● **Source**
§ §
Cycle Detection in a Directed Graph

You are given a directed graph and your task is to detect whether the graph contains a cycle.

The graph is represented using an adjacency list. Each node in the graph is identified by a string label. For each node, you are given the number of its neighbors followed by the neighbor labels.

A cycle in a directed graph is a non-empty sequence of distinct nodes \(v_1, v_2, \ldots, v_k\) such that there is an edge from \(v_i\) to \(v_{i+1}\) for \(1 \le i < k\) and an edge from \(v_k\) back to \(v_1\). If such a cycle exists, output True; otherwise, output False.

Implement the cycle detection using Depth-First Search (DFS) along with a recursion stack to track the current path of exploration.

inputFormat

The first line contains an integer \(m\) representing the number of nodes in the graph. The next \(m\) lines each describe a node. Each such line begins with a node label (a string), followed by an integer \(k\) which is the number of neighbors for that node, followed by \(k\) neighbor labels separated by spaces.

For example, a line A 1 B indicates that node "A" has one neighbor: "B".

outputFormat

Output a single line: True if the graph contains a cycle, and False otherwise.

3
A 1 B
B 1 C
C 1 A

True
§ §
Stored dataset items
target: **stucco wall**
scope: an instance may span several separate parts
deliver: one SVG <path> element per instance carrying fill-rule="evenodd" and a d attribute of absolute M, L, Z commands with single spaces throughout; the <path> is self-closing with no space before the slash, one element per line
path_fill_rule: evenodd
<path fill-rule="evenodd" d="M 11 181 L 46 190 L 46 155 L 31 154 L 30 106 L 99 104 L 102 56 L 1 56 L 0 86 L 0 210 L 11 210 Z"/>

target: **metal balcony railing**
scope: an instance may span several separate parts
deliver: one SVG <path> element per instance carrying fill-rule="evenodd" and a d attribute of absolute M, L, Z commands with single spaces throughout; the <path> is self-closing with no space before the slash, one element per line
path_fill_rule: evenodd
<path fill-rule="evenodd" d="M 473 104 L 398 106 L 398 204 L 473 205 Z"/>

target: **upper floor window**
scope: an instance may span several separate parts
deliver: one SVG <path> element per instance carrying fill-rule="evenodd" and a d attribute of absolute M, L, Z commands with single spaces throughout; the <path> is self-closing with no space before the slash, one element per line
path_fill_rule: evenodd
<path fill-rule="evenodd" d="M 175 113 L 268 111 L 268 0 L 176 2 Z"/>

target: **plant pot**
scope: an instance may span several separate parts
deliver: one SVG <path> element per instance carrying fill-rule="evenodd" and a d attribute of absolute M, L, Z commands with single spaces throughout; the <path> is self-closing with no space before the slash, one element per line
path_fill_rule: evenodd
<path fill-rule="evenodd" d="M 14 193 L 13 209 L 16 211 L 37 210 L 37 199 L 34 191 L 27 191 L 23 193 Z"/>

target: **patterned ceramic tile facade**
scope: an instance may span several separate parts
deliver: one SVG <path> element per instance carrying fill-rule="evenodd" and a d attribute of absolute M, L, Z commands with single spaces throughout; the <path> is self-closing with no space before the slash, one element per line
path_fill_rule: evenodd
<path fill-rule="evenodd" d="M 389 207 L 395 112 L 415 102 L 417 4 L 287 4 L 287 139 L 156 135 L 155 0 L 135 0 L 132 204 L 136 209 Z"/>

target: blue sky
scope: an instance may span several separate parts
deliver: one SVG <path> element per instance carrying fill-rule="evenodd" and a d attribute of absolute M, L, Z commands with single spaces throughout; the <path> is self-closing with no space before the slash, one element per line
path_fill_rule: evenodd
§ §
● **Objective 1**
Set down the passage of the cycle detection problem from "The first line" up to and including "and False otherwise.", word for word.
● **Objective 2**
In the cycle detection problem, what tool should accompany Depth-First Search to track the current path of exploration?

● **Worked answer 1**
The first line contains an integer \(m\) representing the number of nodes in the graph. The next \(m\) lines each describe a node. Each such line begins with a node label (a string), followed by an integer \(k\) which is the number of neighbors for that node, followed by \(k\) neighbor labels separated by spaces.

For example, a line A 1 B indicates that node "A" has one neighbor: "B".

outputFormat

Output a single line: True if the graph contains a cycle, and False otherwise.

● **Worked answer 2**
A recursion stack.